* _Document segment_
——————————

The Chicago Statement can function only as a statement of belief and not as a reasonable observation of what we find in the Bible. The Chicago Statement itself acknowledges that we do not find inerrant statements in the Bible, for it is only "when all facts are known" that we will see that inerrancy is true. It is very convenient to propose a theory that cannot be assessed unless and until we are in fact omniscient. That is why the Chicago Statement is a useless proposition. It cannot be a statement of faith derived from the Bible because it is not in the Bible. It cannot be a statement about what the evidence shows because the evidence cannot be assessed until we are omniscient.
Question: What evidence demonstrates that the Bible has been altered?
The current evidence of Biblical manuscripts demonstrates unequivocally that corruption and tampering with Biblical texts is the rule, not the exception
Emmanuel Tov, J. L. Magnes Professor of Bible at Jerusalem's Hebrew University, and editor-in-chief of the Dead Sea Scrolls publication project wrote:
- "All of [the] textual witnesses [of the OT] differ from each other to a greater or lesser extent."
- "There does not exist any one edition [of the OT] which agrees in all of its details with another."
- "Most of the texts—ancient and modern—which have been transmitted from one generation to the next have been corrupted in one way or another." (emphasis in original)
- "A second phenomenon pertains to corrections and changes inserted in the biblical text. . . . Such tampering with the text is evidenced in all textual witnesses."
- "Therefore, paradoxically, the soferim [scribes] and Masoretes carefully preserved a text that was already corrupted."

——————————

* _Given records_

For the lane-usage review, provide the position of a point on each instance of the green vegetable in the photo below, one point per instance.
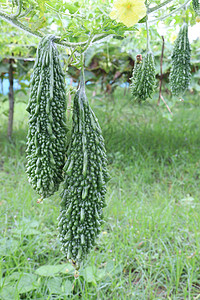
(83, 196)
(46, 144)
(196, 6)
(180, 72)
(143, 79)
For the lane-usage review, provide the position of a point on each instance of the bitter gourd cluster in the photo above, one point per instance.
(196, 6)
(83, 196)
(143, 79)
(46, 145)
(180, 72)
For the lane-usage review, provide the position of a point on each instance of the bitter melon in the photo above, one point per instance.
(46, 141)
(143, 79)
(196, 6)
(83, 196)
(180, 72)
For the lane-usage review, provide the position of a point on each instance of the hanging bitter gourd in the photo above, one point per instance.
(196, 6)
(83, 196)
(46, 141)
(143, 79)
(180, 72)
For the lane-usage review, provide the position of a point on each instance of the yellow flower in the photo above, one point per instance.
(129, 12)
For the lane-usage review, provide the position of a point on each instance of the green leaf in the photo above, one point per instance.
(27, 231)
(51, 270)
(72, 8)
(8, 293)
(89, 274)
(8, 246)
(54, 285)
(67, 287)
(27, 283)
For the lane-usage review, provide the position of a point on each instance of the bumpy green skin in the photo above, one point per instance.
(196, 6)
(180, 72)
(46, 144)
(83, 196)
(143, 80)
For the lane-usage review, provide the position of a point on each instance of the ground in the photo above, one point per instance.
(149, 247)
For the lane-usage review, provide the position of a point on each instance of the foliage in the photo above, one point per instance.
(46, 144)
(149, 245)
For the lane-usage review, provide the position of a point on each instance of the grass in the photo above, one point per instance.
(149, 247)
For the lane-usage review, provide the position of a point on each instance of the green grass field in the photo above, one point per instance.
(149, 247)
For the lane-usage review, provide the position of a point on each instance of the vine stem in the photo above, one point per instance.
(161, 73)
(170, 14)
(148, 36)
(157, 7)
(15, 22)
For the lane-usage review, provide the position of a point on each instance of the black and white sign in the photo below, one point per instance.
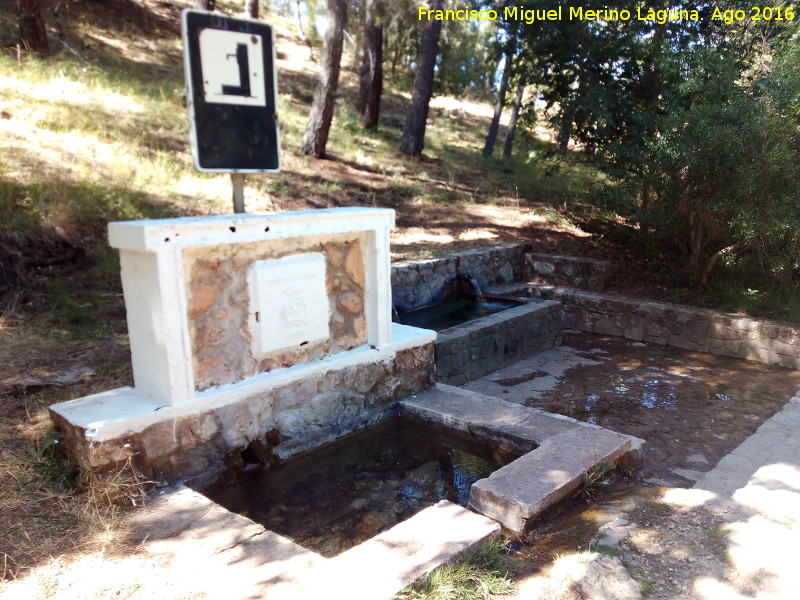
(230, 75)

——————————

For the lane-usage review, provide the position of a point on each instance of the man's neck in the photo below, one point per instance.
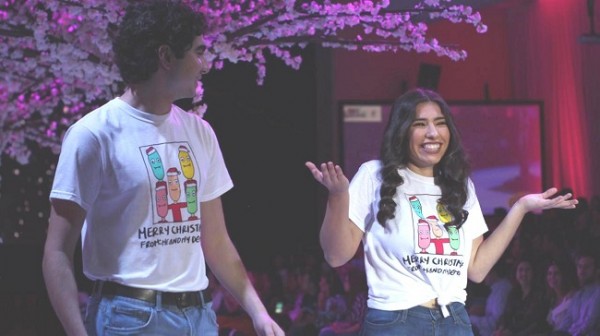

——————————

* _Tasks and exercises_
A. In the passage about the Chicago Statement, who is named as editor-in-chief of the Dead Sea Scrolls publication project?
B. Copy word for word the stretch of the passage about the Chicago Statement that begins with the words containing "The Chicago Statement can" and ends with "we are omniscient.".
The records have nothing to do with the passage about the Chicago Statement.

* _Problem solutions_
A. Emmanuel Tov.

B.
The Chicago Statement can function only as a statement of belief and not as a reasonable observation of what we find in the Bible. The Chicago Statement itself acknowledges that we do not find inerrant statements in the Bible, for it is only "when all facts are known" that we will see that inerrancy is true. It is very convenient to propose a theory that cannot be assessed unless and until we are in fact omniscient. That is why the Chicago Statement is a useless proposition. It cannot be a statement of faith derived from the Bible because it is not in the Bible. It cannot be a statement about what the evidence shows because the evidence cannot be assessed until we are omniscient.